## EXTRACT PROVIDED
* START *

NAME

Image::Leptonica::Func::warper

VERSION

version 0.04

warper.c

warper.c

    High-level captcha interface
        PIX               *pixSimpleCaptcha()

    Random sinusoidal warping
        PIX               *pixRandomHarmonicWarp()

    Helper functions
        static l_float64  *generateRandomNumberArray()
        static l_int32     applyWarpTransform()

    Version using a LUT for sin
        PIX               *pixRandomHarmonicWarpLUT()
        static l_int32     applyWarpTransformLUT()
        static l_int32     makeSinLUT()
        static l_float32   getSinFromLUT()

    Stereoscopic warping
        PIX               *pixWarpStereoscopic()

    Linear and quadratic horizontal stretching
        PIX               *pixStretchHorizontal()
        PIX               *pixStretchHorizontalSampled()
        PIX               *pixStretchHorizontalLI()

    Quadratic vertical shear
        PIX               *pixQuadraticVShear()
        PIX               *pixQuadraticVShearSampled()
        PIX               *pixQuadraticVShearLI()

    Stereo from a pair of images
        PIX               *pixStereoFromPair()

* END *

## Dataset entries
* START *

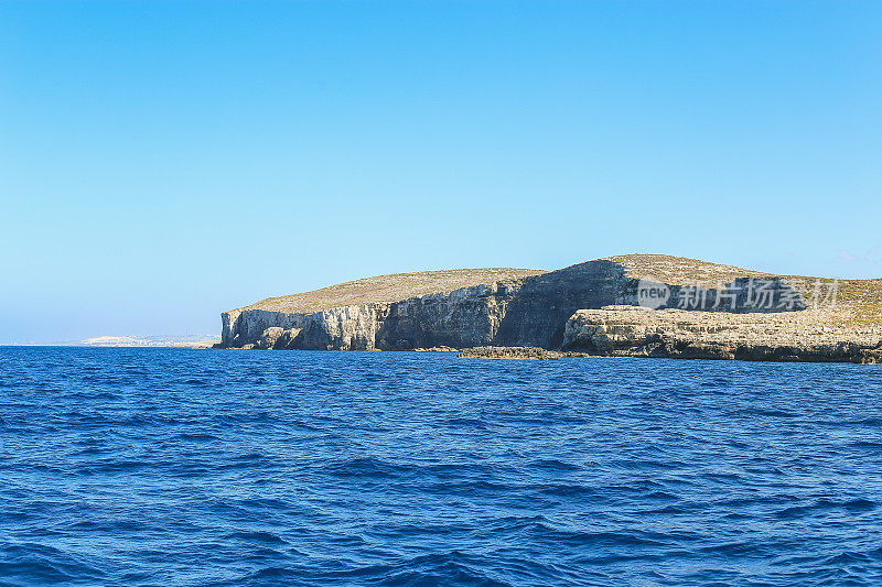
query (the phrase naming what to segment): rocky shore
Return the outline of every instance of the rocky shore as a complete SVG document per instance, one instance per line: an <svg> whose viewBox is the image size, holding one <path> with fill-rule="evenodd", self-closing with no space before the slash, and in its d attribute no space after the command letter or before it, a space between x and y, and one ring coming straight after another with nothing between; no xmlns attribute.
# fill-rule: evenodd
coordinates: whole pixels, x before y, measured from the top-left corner
<svg viewBox="0 0 882 587"><path fill-rule="evenodd" d="M770 275L666 256L548 272L409 273L225 312L217 346L869 363L882 362L880 292L880 280Z"/></svg>

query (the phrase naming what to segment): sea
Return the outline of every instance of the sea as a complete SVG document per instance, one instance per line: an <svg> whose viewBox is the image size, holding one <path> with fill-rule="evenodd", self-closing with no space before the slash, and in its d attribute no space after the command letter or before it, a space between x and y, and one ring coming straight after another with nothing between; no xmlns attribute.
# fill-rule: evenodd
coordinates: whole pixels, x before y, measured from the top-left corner
<svg viewBox="0 0 882 587"><path fill-rule="evenodd" d="M4 347L0 585L882 585L882 366Z"/></svg>

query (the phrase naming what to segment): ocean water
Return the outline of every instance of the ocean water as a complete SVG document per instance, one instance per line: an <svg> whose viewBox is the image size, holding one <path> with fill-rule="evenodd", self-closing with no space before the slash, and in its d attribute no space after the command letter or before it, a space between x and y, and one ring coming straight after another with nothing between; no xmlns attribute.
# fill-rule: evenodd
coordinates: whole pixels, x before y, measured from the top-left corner
<svg viewBox="0 0 882 587"><path fill-rule="evenodd" d="M0 348L2 585L880 585L882 369Z"/></svg>

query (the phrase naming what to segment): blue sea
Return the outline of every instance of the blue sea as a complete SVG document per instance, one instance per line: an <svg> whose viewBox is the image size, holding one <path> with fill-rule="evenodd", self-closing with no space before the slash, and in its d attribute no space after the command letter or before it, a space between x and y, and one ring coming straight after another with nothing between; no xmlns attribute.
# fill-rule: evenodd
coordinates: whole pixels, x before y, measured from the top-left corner
<svg viewBox="0 0 882 587"><path fill-rule="evenodd" d="M880 585L882 368L0 348L1 585Z"/></svg>

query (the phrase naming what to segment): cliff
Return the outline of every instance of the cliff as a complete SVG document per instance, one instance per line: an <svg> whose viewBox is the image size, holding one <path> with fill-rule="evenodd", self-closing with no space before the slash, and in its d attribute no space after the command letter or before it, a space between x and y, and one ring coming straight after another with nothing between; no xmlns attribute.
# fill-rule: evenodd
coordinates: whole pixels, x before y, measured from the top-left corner
<svg viewBox="0 0 882 587"><path fill-rule="evenodd" d="M882 362L882 326L837 324L828 312L580 309L567 322L562 347L606 357Z"/></svg>
<svg viewBox="0 0 882 587"><path fill-rule="evenodd" d="M771 275L667 256L612 257L557 271L480 269L404 273L271 297L225 312L218 346L320 350L538 347L636 356L662 356L660 349L667 348L666 356L691 352L744 357L743 349L736 350L741 347L732 346L731 341L718 341L720 348L729 350L717 352L709 350L707 345L711 341L702 338L704 322L717 324L729 319L740 333L738 336L757 345L799 339L805 328L819 325L819 334L811 338L820 345L819 354L824 354L825 341L860 340L861 348L872 348L874 328L882 325L882 283L880 280L839 282L830 300L826 290L832 285L830 280ZM820 307L822 303L831 307L813 313L811 307ZM634 335L632 339L625 336L617 346L604 346L591 328L609 327L609 319L622 324L631 319L621 312L601 311L622 305L650 305L663 311L641 314L652 316L652 327L656 330L663 328L660 324L686 324L680 314L698 322L689 328L671 326L674 334L663 336L660 343ZM701 317L704 314L708 316ZM768 330L770 324L788 324L797 316L802 330L783 326ZM863 326L867 328L860 330ZM620 335L610 339L615 336ZM696 345L689 352L670 350L684 347L684 339L701 339L704 350L699 352ZM626 347L632 350L626 351ZM785 355L782 350L770 356Z"/></svg>

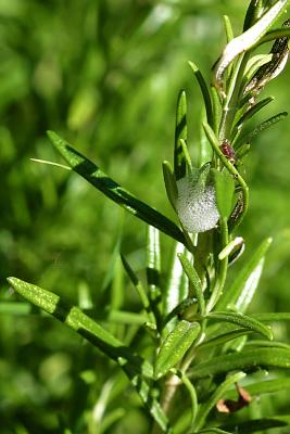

* END *

## PROBLEM 1
Answer these from the Leptonica warper documentation:
(a) What version number does it give?
(b) Which function is listed under "High-level captcha interface"?
(c) How many functions are listed under "Version using a LUT for sin"?
## PROBLEM 2
Pick up the Leptonica warper documentation where it stops and continue it.

## FINAL RESULT 1
(a) 0.04
(b) pixSimpleCaptcha()
(c) Four

## FINAL RESULT 2
FUNCTIONS

pixQuadraticVShear

PIX * pixQuadraticVShear ( PIX *pixs, l_int32 dir, l_int32 vmaxt, l_int32 vmaxb, l_int32 operation, l_int32 incolor )

pixQuadraticVShear()

    Input:  pixs (1, 8 or 32 bpp)
            dir (L_WARP_TO_LEFT or L_WARP_TO_RIGHT)
            vmaxt (max vertical displacement at edge and at top)
            vmaxb (max vertical displacement at edge and at bottom)
            operation (L_SAMPLED or L_INTERPOLATED)
            incolor (L_BRING_IN_WHITE or L_BRING_IN_BLACK)
    Return: pixd (stretched), or null on error

Notes:
    (1) This gives a quadratic bending, upward or downward, as you
        move to the left or right.
    (2) If @dir == L_WARP_TO_LEFT, the right edge is unchanged, and
        the left edge pixels are moved maximally up or down.
    (3) Parameters @vmaxt and @vmaxb control the maximum amount of
        vertical pixel shear at the top and bottom, respectively.
        If @vmaxt > 0, the vertical displacement of pixels at the
        top is downward.  Likewise, if @vmaxb > 0, the vertical
        displacement of pixels at the bottom is downward.
    (4) If @operation == L_SAMPLED, the dest pixels are taken from
        the nearest src pixel.  Otherwise, we use linear interpolation
        between pairs of sampled pixels.
    (5) This is for quadratic shear.  For uniform (linear) shear,
        use the standard shear operators.

pixQuadraticVShearLI

PIX * pixQuadraticVShearLI ( PIX *pixs, l_int32 dir, l_int32 vmaxt, l_int32 vmaxb, l_int32 incolor )

pixQuadraticVShearLI()

    Input:  pixs (8 or 32 bpp, or colormapped)
            dir (L_WARP_TO_LEFT or L_WARP_TO_RIGHT)
            vmaxt (max vertical displacement at edge and at top)
            vmaxb (max vertical displacement at edge and at bottom)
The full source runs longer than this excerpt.